Objective
Rewrite every line of the records below as a numbered list, omitting any blank lines.
——————
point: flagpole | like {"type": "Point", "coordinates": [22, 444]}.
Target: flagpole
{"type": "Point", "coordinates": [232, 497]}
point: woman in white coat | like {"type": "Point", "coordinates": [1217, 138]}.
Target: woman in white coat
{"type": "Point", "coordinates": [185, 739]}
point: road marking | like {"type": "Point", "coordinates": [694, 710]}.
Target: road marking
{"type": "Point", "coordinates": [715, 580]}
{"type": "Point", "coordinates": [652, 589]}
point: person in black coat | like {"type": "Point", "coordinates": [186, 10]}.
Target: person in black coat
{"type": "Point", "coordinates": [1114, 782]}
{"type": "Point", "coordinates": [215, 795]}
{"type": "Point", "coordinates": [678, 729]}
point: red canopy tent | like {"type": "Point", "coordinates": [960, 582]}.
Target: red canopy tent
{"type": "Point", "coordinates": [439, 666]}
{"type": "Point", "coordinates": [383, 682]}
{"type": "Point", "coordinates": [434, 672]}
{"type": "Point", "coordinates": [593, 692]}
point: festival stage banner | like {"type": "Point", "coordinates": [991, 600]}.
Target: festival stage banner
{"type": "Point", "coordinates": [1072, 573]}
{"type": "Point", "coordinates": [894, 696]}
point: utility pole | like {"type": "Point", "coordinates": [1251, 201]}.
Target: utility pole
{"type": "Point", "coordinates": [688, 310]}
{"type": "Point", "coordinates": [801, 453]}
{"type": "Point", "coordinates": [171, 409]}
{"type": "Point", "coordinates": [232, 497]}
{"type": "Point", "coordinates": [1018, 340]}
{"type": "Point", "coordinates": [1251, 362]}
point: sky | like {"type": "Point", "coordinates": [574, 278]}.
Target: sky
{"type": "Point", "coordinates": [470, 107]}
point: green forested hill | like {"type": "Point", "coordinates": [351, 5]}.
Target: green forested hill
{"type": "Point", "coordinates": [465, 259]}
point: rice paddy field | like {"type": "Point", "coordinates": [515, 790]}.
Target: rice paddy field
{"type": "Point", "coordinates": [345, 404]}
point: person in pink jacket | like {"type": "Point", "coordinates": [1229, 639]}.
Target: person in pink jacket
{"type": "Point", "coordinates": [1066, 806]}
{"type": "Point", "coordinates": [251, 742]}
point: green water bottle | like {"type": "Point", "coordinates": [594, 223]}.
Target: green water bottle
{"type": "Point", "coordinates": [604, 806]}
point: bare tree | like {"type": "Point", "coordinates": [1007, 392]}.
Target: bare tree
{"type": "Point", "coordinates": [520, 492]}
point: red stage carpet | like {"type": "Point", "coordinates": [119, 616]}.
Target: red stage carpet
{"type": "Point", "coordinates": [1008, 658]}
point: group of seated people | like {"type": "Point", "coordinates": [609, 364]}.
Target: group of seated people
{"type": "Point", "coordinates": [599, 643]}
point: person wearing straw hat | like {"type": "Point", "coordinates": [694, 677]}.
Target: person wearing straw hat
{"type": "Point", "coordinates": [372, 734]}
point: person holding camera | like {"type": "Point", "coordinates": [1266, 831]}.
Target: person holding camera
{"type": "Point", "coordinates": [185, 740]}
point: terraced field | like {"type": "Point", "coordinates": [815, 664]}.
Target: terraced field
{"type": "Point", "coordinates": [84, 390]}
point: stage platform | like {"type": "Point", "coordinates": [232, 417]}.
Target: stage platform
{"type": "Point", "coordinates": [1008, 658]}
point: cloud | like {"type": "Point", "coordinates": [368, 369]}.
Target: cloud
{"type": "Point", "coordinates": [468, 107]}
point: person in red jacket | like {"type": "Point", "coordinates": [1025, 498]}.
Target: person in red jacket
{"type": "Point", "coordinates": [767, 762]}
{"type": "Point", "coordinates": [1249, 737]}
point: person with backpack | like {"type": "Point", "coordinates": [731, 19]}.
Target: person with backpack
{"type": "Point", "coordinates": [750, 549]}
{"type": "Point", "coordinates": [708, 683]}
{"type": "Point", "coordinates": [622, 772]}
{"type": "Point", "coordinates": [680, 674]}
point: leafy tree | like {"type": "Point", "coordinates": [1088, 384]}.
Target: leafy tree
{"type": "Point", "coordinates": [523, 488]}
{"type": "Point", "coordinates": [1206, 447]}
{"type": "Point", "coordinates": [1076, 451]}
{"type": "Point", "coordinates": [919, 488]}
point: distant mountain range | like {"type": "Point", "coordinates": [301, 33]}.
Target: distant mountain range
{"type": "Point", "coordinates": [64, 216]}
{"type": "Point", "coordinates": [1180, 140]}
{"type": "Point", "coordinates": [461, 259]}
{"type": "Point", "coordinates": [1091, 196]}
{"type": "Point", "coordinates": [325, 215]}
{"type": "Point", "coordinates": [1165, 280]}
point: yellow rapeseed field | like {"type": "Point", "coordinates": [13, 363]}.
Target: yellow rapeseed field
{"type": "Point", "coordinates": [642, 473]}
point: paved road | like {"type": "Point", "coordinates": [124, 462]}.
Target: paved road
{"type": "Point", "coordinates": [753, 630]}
——————
The solution
1. point: flagpole | like {"type": "Point", "coordinates": [22, 444]}.
2. Target: flagpole
3. {"type": "Point", "coordinates": [232, 497]}
4. point: woman in white coat | like {"type": "Point", "coordinates": [1217, 138]}.
5. Target: woman in white coat
6. {"type": "Point", "coordinates": [185, 739]}
7. point: road marking | like {"type": "Point", "coordinates": [694, 710]}.
8. Target: road marking
9. {"type": "Point", "coordinates": [715, 580]}
10. {"type": "Point", "coordinates": [652, 589]}
11. point: person in black coat | like {"type": "Point", "coordinates": [186, 10]}.
12. Target: person in black coat
13. {"type": "Point", "coordinates": [1114, 782]}
14. {"type": "Point", "coordinates": [215, 795]}
15. {"type": "Point", "coordinates": [678, 729]}
16. point: red canopy tent | like {"type": "Point", "coordinates": [960, 582]}.
17. Target: red canopy tent
18. {"type": "Point", "coordinates": [439, 666]}
19. {"type": "Point", "coordinates": [383, 682]}
20. {"type": "Point", "coordinates": [434, 672]}
21. {"type": "Point", "coordinates": [593, 692]}
22. point: festival stage banner | like {"type": "Point", "coordinates": [991, 600]}.
23. Target: festival stage banner
24. {"type": "Point", "coordinates": [1072, 573]}
25. {"type": "Point", "coordinates": [894, 696]}
26. point: utility pole | like {"type": "Point", "coordinates": [1251, 201]}.
27. Target: utility pole
28. {"type": "Point", "coordinates": [688, 310]}
29. {"type": "Point", "coordinates": [801, 453]}
30. {"type": "Point", "coordinates": [171, 409]}
31. {"type": "Point", "coordinates": [232, 497]}
32. {"type": "Point", "coordinates": [1018, 340]}
33. {"type": "Point", "coordinates": [1251, 362]}
34. point: sky | like {"type": "Point", "coordinates": [574, 278]}.
35. Target: sky
36. {"type": "Point", "coordinates": [470, 107]}
37. point: green forested hill | like {"type": "Point", "coordinates": [351, 5]}.
38. Target: green forested hill
39. {"type": "Point", "coordinates": [465, 259]}
40. point: rice paddy field | like {"type": "Point", "coordinates": [515, 790]}.
41. Target: rice paddy field
42. {"type": "Point", "coordinates": [345, 404]}
43. point: person in pink jacket | like {"type": "Point", "coordinates": [1229, 639]}.
44. Target: person in pink jacket
45. {"type": "Point", "coordinates": [1066, 806]}
46. {"type": "Point", "coordinates": [251, 742]}
47. point: green water bottle | like {"type": "Point", "coordinates": [594, 223]}.
48. Target: green water bottle
49. {"type": "Point", "coordinates": [604, 806]}
50. point: bare tree | like {"type": "Point", "coordinates": [1007, 392]}.
51. Target: bare tree
52. {"type": "Point", "coordinates": [520, 492]}
53. point: red stage carpet | like {"type": "Point", "coordinates": [119, 616]}.
54. Target: red stage carpet
55. {"type": "Point", "coordinates": [1008, 658]}
56. point: group of seated people | like {"type": "Point", "coordinates": [609, 364]}.
57. Target: group of seated people
58. {"type": "Point", "coordinates": [599, 643]}
59. point: person wearing straw hat | like {"type": "Point", "coordinates": [694, 677]}.
60. Target: person wearing straw hat
61. {"type": "Point", "coordinates": [372, 734]}
62. point: person holding camera | like {"type": "Point", "coordinates": [1266, 831]}.
63. Target: person holding camera
64. {"type": "Point", "coordinates": [185, 740]}
65. point: terraced field | like {"type": "Point", "coordinates": [815, 664]}.
66. Target: terraced field
67. {"type": "Point", "coordinates": [84, 390]}
68. point: stage platform | like {"type": "Point", "coordinates": [232, 417]}.
69. Target: stage platform
70. {"type": "Point", "coordinates": [1008, 658]}
71. point: cloud | like {"type": "Point", "coordinates": [368, 369]}.
72. Target: cloud
73. {"type": "Point", "coordinates": [468, 107]}
74. point: person in red jacket | like {"type": "Point", "coordinates": [1025, 498]}.
75. Target: person in red jacket
76. {"type": "Point", "coordinates": [767, 762]}
77. {"type": "Point", "coordinates": [1249, 737]}
78. point: person with backpack | like {"type": "Point", "coordinates": [731, 19]}.
79. Target: person with backpack
80. {"type": "Point", "coordinates": [750, 549]}
81. {"type": "Point", "coordinates": [708, 683]}
82. {"type": "Point", "coordinates": [622, 772]}
83. {"type": "Point", "coordinates": [680, 674]}
84. point: leafy tree | like {"type": "Point", "coordinates": [1088, 384]}.
85. Target: leafy tree
86. {"type": "Point", "coordinates": [523, 488]}
87. {"type": "Point", "coordinates": [1206, 447]}
88. {"type": "Point", "coordinates": [1076, 451]}
89. {"type": "Point", "coordinates": [919, 488]}
90. point: distant mountain range | like {"type": "Point", "coordinates": [301, 33]}.
91. Target: distant mountain range
92. {"type": "Point", "coordinates": [64, 216]}
93. {"type": "Point", "coordinates": [1180, 140]}
94. {"type": "Point", "coordinates": [461, 259]}
95. {"type": "Point", "coordinates": [1091, 196]}
96. {"type": "Point", "coordinates": [325, 215]}
97. {"type": "Point", "coordinates": [1165, 280]}
98. point: yellow rapeseed field | like {"type": "Point", "coordinates": [13, 363]}.
99. Target: yellow rapeseed field
100. {"type": "Point", "coordinates": [642, 473]}
101. point: paved road | like {"type": "Point", "coordinates": [124, 462]}.
102. Target: paved road
103. {"type": "Point", "coordinates": [753, 630]}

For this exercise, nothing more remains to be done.